Reproduce the records below without alteration, from their first line through the line containing "box: [13, 174, 524, 492]", both included.

Information provided
• • • • • • •
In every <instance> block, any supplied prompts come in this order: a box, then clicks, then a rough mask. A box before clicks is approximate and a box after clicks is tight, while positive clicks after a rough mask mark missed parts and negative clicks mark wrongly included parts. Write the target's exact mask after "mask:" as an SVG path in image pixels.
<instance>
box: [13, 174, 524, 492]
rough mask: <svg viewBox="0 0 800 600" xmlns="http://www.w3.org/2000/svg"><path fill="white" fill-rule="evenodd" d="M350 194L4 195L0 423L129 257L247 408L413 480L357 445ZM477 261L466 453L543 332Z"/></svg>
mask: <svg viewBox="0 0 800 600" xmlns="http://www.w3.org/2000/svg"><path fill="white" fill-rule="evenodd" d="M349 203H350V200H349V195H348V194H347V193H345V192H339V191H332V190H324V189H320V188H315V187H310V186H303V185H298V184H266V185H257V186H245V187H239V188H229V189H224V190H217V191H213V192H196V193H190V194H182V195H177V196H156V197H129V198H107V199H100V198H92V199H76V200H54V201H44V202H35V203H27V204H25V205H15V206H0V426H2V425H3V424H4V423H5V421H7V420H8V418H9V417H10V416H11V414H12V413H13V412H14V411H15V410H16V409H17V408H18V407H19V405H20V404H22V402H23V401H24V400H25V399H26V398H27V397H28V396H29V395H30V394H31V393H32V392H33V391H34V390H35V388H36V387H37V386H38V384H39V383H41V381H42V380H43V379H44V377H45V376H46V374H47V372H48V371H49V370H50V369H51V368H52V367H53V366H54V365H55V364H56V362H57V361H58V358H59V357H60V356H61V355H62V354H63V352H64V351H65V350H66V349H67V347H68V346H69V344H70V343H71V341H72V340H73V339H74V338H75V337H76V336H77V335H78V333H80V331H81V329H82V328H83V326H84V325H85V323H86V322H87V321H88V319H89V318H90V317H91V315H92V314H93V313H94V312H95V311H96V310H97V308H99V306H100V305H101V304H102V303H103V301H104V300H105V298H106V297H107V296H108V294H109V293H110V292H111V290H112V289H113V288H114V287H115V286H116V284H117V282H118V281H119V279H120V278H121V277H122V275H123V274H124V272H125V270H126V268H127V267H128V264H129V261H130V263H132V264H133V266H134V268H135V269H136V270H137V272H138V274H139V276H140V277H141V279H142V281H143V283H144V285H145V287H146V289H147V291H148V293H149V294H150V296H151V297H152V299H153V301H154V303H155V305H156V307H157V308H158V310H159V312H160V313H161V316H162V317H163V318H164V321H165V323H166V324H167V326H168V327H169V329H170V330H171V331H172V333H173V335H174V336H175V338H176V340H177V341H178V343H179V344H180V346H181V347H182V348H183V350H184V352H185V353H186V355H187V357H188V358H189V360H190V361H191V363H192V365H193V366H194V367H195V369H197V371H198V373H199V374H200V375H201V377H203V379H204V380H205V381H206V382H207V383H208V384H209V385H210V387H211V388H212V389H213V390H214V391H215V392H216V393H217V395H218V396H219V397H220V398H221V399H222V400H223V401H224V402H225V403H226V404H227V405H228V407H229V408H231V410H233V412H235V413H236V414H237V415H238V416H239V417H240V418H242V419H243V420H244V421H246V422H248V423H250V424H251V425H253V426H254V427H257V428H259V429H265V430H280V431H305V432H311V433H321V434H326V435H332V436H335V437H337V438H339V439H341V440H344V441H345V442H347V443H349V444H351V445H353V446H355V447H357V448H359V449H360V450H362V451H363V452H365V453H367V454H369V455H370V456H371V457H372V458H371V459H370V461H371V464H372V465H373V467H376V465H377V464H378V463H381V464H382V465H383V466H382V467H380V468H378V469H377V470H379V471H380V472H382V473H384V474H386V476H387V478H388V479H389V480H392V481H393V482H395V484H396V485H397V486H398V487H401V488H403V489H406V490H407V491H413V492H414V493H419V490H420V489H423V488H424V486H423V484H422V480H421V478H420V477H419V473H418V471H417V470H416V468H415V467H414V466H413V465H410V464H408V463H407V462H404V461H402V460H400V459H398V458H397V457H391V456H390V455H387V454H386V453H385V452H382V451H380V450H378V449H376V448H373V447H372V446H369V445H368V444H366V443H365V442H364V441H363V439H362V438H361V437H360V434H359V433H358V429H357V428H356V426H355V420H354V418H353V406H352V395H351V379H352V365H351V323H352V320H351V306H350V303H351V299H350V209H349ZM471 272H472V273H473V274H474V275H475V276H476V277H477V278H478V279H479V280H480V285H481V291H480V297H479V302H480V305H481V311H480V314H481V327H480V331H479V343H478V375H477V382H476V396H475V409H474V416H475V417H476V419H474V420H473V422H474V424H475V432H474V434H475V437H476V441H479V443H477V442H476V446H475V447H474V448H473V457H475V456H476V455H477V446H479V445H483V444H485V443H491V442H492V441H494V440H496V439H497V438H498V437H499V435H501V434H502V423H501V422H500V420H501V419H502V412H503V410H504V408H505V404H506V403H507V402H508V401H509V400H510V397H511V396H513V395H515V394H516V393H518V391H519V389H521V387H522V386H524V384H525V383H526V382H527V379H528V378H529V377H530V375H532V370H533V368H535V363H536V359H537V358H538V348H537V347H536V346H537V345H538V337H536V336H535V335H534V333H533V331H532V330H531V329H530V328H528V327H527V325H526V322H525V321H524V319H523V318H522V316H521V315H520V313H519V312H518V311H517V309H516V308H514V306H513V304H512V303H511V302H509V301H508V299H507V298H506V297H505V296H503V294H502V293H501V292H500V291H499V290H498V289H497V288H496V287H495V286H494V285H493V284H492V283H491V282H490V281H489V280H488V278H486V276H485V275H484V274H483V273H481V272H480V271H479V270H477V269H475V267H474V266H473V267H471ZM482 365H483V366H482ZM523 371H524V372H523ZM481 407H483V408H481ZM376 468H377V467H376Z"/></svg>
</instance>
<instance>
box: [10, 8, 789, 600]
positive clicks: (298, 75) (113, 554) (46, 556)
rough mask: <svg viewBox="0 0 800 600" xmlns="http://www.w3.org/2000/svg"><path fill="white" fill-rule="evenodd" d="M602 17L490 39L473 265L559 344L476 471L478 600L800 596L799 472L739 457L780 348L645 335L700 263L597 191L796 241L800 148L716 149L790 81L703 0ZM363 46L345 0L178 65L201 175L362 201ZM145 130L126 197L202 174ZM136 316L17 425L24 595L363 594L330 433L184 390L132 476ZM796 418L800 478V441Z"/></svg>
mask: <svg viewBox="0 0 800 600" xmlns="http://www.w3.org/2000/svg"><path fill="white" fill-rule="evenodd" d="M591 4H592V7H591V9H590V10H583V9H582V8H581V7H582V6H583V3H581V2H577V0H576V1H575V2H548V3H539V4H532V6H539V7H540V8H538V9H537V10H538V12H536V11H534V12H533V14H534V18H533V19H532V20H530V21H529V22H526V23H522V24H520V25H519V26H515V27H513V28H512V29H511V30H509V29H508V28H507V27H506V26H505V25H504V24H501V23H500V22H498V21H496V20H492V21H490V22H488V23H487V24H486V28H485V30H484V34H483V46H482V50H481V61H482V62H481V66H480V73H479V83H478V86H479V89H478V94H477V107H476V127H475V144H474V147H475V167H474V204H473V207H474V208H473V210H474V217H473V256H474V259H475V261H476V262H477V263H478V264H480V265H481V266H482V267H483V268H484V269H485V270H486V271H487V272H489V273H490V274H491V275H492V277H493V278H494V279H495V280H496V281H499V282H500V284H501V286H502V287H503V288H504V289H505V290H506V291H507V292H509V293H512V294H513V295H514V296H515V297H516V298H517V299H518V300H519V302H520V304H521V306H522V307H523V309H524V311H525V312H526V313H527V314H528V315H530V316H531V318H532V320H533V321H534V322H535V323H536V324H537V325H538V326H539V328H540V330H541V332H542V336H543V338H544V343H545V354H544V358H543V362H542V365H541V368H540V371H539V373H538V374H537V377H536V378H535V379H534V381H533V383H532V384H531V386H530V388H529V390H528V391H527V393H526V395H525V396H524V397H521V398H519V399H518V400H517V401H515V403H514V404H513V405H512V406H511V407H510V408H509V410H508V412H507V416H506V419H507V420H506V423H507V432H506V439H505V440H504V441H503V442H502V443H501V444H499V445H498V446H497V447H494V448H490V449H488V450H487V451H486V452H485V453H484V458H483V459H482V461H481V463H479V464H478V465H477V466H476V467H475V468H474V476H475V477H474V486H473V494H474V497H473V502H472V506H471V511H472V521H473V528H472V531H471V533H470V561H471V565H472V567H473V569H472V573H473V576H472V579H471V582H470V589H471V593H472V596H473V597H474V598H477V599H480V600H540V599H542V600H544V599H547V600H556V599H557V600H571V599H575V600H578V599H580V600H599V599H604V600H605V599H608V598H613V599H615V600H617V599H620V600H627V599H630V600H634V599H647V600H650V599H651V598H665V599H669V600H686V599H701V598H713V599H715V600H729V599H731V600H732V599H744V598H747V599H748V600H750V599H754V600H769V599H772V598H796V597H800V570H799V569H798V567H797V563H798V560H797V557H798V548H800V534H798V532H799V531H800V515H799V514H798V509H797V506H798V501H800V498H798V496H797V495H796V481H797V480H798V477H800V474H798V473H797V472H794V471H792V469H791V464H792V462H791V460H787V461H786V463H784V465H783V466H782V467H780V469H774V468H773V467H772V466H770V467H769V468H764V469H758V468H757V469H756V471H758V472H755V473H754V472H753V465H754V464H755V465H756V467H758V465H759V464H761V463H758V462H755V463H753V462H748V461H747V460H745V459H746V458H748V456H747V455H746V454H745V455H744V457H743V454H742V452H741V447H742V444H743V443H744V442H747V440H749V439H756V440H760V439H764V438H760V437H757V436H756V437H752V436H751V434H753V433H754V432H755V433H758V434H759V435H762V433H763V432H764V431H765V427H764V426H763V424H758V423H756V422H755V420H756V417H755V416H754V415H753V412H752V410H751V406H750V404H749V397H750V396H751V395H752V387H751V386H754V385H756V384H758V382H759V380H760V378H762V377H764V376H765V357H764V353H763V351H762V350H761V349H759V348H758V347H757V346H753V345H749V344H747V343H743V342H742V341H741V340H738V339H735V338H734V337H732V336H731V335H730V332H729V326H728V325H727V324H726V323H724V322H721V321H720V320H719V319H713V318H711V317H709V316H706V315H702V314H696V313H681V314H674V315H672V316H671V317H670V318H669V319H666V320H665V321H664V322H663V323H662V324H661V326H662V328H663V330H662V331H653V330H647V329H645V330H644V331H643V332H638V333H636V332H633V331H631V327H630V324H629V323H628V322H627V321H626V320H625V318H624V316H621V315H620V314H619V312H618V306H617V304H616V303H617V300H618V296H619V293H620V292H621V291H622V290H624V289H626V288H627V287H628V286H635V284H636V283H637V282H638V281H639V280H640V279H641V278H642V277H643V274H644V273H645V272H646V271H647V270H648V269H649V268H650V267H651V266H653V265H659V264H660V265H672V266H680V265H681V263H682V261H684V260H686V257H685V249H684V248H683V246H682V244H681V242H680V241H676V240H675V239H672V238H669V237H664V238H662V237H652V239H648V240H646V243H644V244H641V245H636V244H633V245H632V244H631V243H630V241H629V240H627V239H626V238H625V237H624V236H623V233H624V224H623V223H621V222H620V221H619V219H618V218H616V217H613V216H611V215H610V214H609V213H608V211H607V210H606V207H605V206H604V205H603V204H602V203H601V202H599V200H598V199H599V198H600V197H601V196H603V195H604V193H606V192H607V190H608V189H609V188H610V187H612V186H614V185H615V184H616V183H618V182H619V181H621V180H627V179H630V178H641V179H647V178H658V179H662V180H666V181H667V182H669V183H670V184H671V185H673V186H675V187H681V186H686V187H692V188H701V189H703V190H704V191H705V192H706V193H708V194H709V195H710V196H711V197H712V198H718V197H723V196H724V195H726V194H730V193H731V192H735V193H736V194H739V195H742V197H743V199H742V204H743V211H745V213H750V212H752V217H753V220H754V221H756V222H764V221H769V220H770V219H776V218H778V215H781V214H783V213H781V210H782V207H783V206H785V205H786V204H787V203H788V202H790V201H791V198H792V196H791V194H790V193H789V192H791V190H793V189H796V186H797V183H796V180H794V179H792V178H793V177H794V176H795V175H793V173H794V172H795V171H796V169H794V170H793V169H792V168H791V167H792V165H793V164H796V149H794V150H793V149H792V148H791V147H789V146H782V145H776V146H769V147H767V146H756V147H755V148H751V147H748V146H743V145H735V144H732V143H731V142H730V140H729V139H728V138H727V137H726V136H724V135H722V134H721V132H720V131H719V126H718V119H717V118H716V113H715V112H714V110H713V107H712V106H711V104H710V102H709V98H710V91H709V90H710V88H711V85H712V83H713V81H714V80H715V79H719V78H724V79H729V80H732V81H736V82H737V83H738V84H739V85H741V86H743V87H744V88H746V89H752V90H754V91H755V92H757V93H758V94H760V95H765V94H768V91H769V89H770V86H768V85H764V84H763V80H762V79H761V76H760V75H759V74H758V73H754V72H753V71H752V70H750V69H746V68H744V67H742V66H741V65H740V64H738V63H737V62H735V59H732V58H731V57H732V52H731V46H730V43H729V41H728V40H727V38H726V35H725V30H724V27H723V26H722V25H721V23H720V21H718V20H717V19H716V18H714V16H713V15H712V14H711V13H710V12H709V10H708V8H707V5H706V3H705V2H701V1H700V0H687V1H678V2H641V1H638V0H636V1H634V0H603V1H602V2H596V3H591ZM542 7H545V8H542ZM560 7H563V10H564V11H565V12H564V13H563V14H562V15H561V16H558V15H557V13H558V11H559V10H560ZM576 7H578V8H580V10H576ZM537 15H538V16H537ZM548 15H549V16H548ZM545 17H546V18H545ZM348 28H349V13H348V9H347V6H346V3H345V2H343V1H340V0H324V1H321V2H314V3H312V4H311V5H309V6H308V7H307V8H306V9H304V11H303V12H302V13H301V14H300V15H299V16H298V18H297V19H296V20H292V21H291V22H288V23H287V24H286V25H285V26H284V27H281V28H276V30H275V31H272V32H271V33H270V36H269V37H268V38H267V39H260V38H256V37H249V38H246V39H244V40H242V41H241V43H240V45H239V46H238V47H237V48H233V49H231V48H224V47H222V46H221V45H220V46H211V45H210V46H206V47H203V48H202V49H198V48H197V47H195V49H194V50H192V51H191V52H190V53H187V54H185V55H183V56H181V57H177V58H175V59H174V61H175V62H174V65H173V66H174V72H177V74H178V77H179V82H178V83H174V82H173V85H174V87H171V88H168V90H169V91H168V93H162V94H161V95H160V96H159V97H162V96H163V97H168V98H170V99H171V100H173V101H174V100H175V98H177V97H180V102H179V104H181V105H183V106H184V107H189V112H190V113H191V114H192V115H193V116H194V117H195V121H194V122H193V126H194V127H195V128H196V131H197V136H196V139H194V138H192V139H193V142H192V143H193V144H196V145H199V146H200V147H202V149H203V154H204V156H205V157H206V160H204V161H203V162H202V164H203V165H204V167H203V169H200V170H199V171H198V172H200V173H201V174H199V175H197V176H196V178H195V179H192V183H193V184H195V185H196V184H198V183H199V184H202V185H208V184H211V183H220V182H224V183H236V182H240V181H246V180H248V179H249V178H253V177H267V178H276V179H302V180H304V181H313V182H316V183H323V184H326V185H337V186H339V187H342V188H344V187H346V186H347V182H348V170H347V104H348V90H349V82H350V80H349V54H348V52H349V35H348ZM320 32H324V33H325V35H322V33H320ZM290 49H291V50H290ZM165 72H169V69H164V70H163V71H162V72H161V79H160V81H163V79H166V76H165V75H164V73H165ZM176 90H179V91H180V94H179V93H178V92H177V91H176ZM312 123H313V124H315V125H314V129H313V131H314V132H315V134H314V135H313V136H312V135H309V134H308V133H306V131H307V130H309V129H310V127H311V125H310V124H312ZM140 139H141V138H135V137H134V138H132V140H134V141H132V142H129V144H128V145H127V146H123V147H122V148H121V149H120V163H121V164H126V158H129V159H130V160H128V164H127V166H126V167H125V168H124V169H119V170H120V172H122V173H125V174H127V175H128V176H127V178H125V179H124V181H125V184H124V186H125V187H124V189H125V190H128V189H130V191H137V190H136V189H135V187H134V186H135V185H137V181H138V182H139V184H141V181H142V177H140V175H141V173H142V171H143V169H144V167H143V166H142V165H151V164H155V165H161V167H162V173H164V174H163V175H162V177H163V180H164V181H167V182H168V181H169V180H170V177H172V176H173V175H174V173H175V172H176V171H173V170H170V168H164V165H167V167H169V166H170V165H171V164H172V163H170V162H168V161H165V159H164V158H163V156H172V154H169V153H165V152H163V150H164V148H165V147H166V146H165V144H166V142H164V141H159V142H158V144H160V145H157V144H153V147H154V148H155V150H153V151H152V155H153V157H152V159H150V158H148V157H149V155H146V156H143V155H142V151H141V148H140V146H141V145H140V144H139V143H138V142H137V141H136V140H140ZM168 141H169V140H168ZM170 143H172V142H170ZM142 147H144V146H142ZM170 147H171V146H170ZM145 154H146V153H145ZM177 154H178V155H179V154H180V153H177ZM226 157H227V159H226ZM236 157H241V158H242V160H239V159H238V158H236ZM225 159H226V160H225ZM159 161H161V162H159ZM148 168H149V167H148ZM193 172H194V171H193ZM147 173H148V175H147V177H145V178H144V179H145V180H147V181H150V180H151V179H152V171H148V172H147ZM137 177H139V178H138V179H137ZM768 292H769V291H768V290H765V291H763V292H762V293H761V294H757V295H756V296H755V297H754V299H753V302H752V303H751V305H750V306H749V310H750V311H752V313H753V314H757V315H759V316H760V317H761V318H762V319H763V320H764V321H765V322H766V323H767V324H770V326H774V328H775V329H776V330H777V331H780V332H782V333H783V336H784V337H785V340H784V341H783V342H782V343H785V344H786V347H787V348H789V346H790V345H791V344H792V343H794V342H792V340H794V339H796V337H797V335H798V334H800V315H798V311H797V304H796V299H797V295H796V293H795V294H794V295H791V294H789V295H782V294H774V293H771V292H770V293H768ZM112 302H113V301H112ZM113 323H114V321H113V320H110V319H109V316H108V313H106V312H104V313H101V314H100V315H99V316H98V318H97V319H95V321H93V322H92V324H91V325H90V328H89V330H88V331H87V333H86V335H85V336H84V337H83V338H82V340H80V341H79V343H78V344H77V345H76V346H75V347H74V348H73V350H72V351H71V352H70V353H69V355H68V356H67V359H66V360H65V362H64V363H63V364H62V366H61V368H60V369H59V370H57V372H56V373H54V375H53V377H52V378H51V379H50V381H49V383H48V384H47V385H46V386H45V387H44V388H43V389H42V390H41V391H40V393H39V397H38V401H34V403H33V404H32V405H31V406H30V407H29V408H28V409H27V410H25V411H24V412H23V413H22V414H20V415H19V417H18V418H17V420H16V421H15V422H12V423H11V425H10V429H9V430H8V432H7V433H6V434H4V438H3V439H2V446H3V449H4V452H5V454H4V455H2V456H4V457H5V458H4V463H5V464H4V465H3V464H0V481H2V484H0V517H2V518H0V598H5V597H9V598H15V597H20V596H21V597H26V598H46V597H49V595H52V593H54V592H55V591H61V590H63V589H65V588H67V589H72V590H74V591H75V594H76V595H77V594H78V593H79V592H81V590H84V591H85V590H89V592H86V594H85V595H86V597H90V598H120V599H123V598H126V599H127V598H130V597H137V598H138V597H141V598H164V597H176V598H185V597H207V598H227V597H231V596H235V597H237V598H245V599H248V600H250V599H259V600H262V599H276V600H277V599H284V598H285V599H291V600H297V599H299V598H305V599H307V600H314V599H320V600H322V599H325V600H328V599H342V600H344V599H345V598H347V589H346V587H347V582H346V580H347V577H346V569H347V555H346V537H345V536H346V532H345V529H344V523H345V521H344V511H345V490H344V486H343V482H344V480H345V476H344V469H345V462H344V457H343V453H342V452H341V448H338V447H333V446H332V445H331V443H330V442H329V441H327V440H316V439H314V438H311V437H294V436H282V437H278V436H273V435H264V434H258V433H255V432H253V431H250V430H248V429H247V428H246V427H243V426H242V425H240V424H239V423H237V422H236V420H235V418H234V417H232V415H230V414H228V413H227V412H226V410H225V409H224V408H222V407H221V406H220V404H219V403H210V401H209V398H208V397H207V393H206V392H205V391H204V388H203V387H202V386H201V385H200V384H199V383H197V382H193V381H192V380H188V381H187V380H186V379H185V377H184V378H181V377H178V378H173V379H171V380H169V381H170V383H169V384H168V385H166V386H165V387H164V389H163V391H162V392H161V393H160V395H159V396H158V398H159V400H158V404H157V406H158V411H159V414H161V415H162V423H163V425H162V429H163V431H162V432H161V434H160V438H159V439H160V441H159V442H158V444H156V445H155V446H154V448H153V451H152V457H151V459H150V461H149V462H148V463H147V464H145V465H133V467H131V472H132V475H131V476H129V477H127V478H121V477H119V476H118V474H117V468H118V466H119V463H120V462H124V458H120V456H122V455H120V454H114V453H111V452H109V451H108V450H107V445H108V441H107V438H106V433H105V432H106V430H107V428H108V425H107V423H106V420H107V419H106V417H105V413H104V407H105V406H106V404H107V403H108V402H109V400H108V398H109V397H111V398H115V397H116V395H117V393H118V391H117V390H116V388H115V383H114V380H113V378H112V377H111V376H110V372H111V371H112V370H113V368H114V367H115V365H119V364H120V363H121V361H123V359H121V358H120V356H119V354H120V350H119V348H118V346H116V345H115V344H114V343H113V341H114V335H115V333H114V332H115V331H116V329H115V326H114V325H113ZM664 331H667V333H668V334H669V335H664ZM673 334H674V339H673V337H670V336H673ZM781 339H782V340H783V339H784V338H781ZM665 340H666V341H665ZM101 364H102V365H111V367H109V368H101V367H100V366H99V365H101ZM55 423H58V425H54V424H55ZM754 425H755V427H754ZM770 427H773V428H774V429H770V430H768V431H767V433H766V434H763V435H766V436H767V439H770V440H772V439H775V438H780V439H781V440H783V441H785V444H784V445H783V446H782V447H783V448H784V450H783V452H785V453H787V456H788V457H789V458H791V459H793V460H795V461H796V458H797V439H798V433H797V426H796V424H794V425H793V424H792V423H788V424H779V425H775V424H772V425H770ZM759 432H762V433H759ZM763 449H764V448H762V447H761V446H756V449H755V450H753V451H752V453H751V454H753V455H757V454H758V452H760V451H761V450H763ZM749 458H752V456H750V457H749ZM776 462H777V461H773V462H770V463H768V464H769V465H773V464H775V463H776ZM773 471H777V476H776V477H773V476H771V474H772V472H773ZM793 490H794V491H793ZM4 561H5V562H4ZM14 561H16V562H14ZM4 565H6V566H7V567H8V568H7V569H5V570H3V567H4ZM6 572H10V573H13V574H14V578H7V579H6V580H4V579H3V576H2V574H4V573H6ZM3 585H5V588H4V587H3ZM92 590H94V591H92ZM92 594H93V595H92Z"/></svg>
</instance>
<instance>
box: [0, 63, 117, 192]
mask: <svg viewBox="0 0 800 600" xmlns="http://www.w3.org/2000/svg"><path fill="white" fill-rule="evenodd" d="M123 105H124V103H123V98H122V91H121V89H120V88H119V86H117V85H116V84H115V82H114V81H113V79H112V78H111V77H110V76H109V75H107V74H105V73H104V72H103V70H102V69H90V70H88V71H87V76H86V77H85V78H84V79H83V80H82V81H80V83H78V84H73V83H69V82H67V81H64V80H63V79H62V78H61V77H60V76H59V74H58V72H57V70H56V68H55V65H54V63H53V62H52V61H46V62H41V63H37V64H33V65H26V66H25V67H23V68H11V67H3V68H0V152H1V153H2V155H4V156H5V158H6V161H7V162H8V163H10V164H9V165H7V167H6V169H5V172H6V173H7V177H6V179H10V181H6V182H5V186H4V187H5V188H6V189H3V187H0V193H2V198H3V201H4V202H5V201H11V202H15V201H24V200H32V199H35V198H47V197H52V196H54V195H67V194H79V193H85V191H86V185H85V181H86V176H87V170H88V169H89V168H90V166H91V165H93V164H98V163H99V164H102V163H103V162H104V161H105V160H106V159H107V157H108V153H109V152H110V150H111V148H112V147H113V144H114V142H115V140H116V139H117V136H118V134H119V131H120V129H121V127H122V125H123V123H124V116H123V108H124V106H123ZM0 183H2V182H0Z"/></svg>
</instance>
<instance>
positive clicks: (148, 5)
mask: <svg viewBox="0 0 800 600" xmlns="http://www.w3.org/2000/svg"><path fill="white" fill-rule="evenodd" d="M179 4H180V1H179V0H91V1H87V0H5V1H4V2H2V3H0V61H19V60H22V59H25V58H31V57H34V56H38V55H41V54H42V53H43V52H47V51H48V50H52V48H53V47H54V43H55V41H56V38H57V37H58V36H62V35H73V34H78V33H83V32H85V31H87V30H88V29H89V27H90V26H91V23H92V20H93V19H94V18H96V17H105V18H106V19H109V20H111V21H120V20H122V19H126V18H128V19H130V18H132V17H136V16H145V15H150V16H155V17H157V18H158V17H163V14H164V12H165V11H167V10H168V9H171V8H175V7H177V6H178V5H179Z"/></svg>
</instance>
• • • • • • •
Task answer
In every <instance> block, any supplied prompts come in this order: a box, then clicks, then a rough mask. A box before clicks is approximate and a box after clicks is tight, while positive clicks after a rough mask mark missed parts and negative clicks mark wrongly included parts. Write the target's exact mask after "mask:" as an SVG path in image pixels.
<instance>
box: [13, 174, 524, 492]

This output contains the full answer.